◆ **About this exercise**: Please render the lines of the listing below as a Markdown table with the columns "Row" and "Line", from the line with "This document segments" up to and including the line with "box: [357, 324, 664, 431]". Number each row and leave out blank lines.

◆ **Available data**:
------------------------------------------------------------
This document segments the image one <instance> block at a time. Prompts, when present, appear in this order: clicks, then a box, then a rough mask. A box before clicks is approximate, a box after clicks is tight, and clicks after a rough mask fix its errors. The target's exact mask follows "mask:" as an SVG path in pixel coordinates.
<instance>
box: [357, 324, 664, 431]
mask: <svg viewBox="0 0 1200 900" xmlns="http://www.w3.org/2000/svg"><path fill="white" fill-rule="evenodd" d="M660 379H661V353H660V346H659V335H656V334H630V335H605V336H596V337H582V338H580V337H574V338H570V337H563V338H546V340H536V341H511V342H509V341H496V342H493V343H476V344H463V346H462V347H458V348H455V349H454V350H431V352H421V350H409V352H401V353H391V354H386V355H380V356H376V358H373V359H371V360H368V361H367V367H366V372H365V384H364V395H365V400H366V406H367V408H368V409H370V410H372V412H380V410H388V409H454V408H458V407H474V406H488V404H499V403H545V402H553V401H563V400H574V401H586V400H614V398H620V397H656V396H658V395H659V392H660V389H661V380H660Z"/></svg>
------------------------------------------------------------
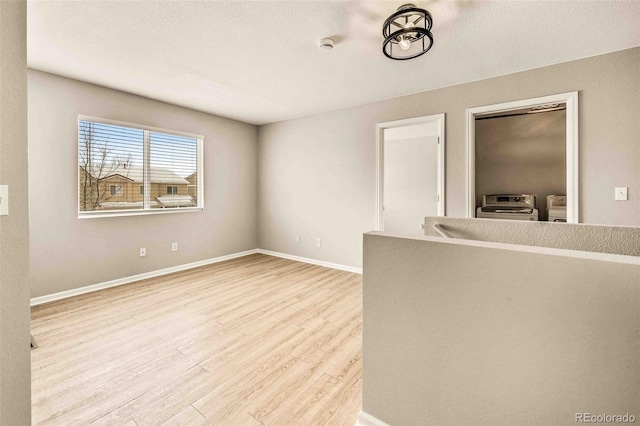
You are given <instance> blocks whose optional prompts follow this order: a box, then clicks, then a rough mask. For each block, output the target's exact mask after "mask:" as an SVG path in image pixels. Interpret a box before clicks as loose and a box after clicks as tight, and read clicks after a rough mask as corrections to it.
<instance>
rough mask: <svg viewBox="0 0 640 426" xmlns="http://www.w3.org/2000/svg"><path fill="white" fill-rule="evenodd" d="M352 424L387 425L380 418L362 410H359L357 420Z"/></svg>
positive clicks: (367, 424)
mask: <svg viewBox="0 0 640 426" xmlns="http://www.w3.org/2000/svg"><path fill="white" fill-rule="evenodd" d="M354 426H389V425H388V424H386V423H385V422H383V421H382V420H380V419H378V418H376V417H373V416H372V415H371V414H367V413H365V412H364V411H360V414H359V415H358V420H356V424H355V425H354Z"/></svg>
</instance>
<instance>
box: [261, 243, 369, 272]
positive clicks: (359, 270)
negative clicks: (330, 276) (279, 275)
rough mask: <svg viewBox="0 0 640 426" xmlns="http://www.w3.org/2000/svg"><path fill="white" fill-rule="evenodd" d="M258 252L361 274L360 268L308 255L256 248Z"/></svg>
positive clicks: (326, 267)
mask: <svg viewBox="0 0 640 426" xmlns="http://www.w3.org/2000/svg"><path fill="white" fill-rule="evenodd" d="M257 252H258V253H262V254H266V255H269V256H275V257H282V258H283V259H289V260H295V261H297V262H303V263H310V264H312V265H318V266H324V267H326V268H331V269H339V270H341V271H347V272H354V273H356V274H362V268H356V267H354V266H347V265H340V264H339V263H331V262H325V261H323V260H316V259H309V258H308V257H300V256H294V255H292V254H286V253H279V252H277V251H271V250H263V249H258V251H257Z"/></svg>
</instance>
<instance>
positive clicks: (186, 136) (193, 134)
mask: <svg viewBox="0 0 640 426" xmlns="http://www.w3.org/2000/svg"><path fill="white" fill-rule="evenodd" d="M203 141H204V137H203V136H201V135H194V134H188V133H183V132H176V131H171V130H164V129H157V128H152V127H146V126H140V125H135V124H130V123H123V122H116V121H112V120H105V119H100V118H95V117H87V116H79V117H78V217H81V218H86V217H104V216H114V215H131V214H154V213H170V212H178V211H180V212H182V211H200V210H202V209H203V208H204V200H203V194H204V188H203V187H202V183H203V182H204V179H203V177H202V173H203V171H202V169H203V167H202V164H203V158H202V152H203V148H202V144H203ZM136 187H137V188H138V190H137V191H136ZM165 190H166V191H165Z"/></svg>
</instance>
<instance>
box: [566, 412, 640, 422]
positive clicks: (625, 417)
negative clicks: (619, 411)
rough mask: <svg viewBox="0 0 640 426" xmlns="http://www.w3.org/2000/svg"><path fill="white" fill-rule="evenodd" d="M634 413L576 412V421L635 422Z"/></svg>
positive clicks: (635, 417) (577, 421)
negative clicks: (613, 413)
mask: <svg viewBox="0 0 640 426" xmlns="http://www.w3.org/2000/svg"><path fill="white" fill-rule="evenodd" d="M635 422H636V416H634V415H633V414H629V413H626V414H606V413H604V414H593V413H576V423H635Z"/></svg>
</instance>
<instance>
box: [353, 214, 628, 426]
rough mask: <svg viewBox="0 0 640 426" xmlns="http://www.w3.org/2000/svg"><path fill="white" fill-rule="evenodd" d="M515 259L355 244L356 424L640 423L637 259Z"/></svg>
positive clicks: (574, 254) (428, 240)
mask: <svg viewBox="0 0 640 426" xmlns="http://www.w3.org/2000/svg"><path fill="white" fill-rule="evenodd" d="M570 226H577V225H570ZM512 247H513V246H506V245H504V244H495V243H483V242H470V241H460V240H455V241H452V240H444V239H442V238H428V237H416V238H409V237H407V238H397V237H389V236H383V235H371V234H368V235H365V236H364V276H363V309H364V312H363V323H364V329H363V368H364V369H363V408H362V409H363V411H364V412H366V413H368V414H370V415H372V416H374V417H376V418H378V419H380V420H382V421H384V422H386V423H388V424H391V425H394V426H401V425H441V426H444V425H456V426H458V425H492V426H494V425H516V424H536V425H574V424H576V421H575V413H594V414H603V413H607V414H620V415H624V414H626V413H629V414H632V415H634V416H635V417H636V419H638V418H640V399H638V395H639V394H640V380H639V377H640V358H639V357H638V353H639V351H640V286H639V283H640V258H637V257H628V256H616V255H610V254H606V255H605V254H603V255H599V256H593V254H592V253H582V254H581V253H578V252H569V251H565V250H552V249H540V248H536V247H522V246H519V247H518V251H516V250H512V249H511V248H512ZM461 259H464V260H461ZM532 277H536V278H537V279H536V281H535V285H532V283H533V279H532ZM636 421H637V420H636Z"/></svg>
------------------------------------------------------------
◆ **Finished exercise**:
| Row | Line |
|---|---|
| 1 | This document segments the image one <instance> block at a time. Prompts, when present, appear in this order: clicks, then a box, then a rough mask. A box before clicks is approximate, a box after clicks is tight, and clicks after a rough mask fix its errors. The target's exact mask follows "mask:" as an SVG path in pixel coordinates. |
| 2 | <instance> |
| 3 | box: [357, 324, 664, 431] |